>> start Provided passage

Another very salient point is that when the loudness of the sound of the piano key decreases, the pitch does not seem to change. Somehow the pitch seems to be invariant to this change. I would qualify this statement, however, because this might not be true at low levels.
When a tone is accelerated, the sound seems to go higher, as when one asks a question. When it is decelerated, it seems to go lower, as when one ends a sentence. Here there is a feeling of time (first it is lower, then it is higher), corresponding to the temporal structure of the frequency change at a fast timescale.
Now when one compares two different sounds from the same instrument in sequence, there is usually a distinct feeling of one sound being higher than the other one. However, when the two sounds are very close in pitch, for example when one tunes a guitar, it can be difficult to tell which one is higher, even though it may be clearer that they have distinct pitches. When one plays two notes of different instruments, it is generally easy to tell whether it is the same note, but not always which one is higher. In fact the confusion is related to the octave similarity: if two notes are played on a piano, differing by an octave (which corresponds to doubling the frequency), they sound very similar. If they are played together instead of sequentially, they seem to fuse, almost as a single note. It follows that pitch seems to have a somewhat circular or helicoidal topology: there is an ordering from low to high, but at the same time pitches of notes differing by an octave feel very similar.
If one plays a melody on one instrument and then the same melody on another instrument, they feel like the same melody, even the though the acoustic waves are very different, and certainly they sound different. If one plays a piano key, then it is generally easy to immediately sing the same note. Of course when we say “the same note”, it is actually a very different acoustical wave that is produced by our voice, but yet it feels like it is the same level of “highness”. These observations certainly support the theory that pitch is the perceptual correlate of the periodicity of the sound wave, with the qualification that low repetition rates (e.g. 1 Hz) actually produce a feel of temporal structure (change in loudness or repeated sounds, depending on what is repeated in the acoustical wave) rather than a lower pitch.

>> end Provided passage

Stated goal 1 » In the passage on pitch, what does a difference of one octave correspond to?
Stated goal 2 » List every specific source of sound that the passage on pitch names.
Stated goal 3 » Quote the passage on pitch between "Another very salient" and "at low levels.", inclusive.

>> start Information provided

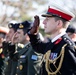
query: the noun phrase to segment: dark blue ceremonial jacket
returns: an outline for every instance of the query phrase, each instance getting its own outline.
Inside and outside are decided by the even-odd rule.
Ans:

>> end Information provided

Expected output 1 » Doubling the frequency.

Expected output 2 » Piano, guitar, voice

Expected output 3 »
Another very salient point is that when the loudness of the sound of the piano key decreases, the pitch does not seem to change. Somehow the pitch seems to be invariant to this change. I would qualify this statement, however, because this might not be true at low levels.